╭─ Fragmento de página

Ya Sujumi asoma por las ventanillas del autobús: su aspecto se acerca más al de la Toscana italiana, con sus deslumbrantes mansiones escondidas tras jardines desbocados, el mar Negro brillante por el sol, la carretera muy mejorada tras la región de Gali, donde aún son visibles los bombardeos de georgianos y rusos, y un ambiente que se antoja distendido y agradable desde fuera. Nada de francotiradores escondidos ni hordas dispuestas al degüello, como aseguraban en Zugdidi. La ciudad presenta un aspecto muy agradable, con grandes avenidas, frondosos parques y jardines y, sobre todo, un paseo marítimo de aspecto decimonónico y decadente que obliga a la población a mirar continuamente al mar. Un mar por el que se fueron cientos de miles de circasianos y también de abjasios, primos al fin y al cabo, como venganza del zar por su sociedad con el turco. Dicen las crónicas que Sujumi quedó desierta tras las deportaciones y hoy, casi siglo y medio después, la ciudad sigue casi vacía. Guerras, catástrofes y deportaciones han dejado al aspirante a país como un desierto demográfico que da más pena que otra cosa. Tanta avenida sin peatones, tanto jardín sin paseantes, esa balaustrada marítima en la que se apoyan tan sólo algunas parejas de turistas rusos, esa espléndida bahía surcada por tres optimis y moteada de pescadores de caña y bocadillo en fiambrera. Por esas aguas que ahora sirven de cementerio a tres barcos herrumbrosos llegaron los griegos, que imaginaron a Jasón y sus argonautas buscando un vellocinio de oro en el antiquísimo reino de la Cólquida, por ahí llegaron también las trirremes romanas, y los turcos, pasaron las huestes persas y, ahora, los rusos. Y estos últimos no se andaban con chiquitas ni perdonaban traiciones. En 1877, visto que los pocos abjasios no cejaban en sus revueltas ni en su apoyo a los otomanos, los expulsaron a todos, dejaron las ciudades tan vacías como las veía yo ahora y les prohibieron regresar hasta 1907.

╰─
╭─ Datos sin procesar

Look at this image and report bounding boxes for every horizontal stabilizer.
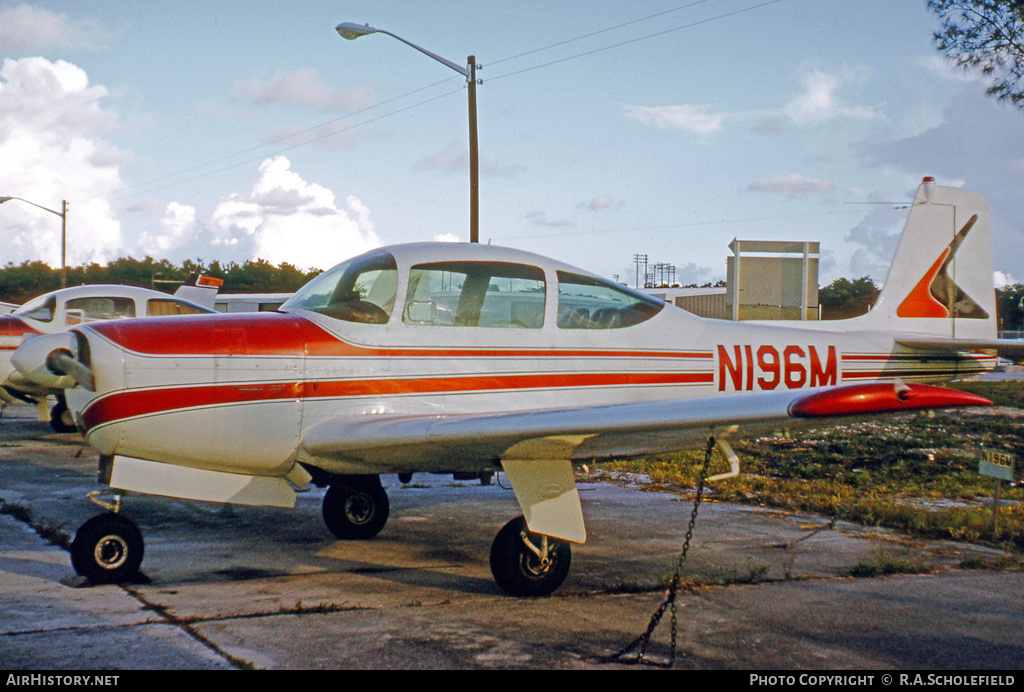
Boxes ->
[896,339,1024,358]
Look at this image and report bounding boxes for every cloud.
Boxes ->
[413,141,523,178]
[0,57,124,267]
[746,173,836,200]
[208,157,381,269]
[857,84,1024,273]
[233,68,372,110]
[0,3,121,54]
[992,271,1020,289]
[526,210,575,228]
[782,70,885,124]
[578,194,625,212]
[624,104,725,135]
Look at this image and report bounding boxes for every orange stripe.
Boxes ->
[83,373,714,430]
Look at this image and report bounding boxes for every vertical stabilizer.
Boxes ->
[859,178,996,339]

╰─

▶ _Qué se pide_: Retoma el relato de viaje sobre Sujumi y continúalo a partir de su última oración.

▶ _Resultado_:
Treinta años de exilio durante los que rusos, armenios y griegos se instalaron en Sujumi y la convirtieron en la que yo veía ahora: un puerto cosmopolita, abierto al negocio y tan amante del comercio que no dudó ni un segundo en adoptar el idioma del enemigo, el turco, como lengua franca para expandir sus miras por la ribera de este mar escondido. En el interior, las villas abandonadas de los abjasios fueron ocupadas por georgianos de las regiones limítrofes, sobre todo de la montañosa Svaneti y de la cercana Mingrelia. Esas viudas que cruzaban el puente sobre el río Ingur eran sus herederas directas y seguían acudiendo, a pesar de los engorrosos trámites burocráticos de la frontera, a cuidar las huertas y terrenos de sus tatarabuelos. Los abjasios que no fueron deportados con sus primos los circasianos, mientras tanto, fueron obligados a instalarse en los villorrios más inaccesibles de la región. Debió de ser duro para ellos ver su principado convertido en una ciudad multiétnica donde no podían entrar, sus casas derribadas y construidas residencias hoteleras para la clase alta rusa, Sujumi como lugar de vacaciones, Sujumi repleto de griegos, de armenios, de georgianos.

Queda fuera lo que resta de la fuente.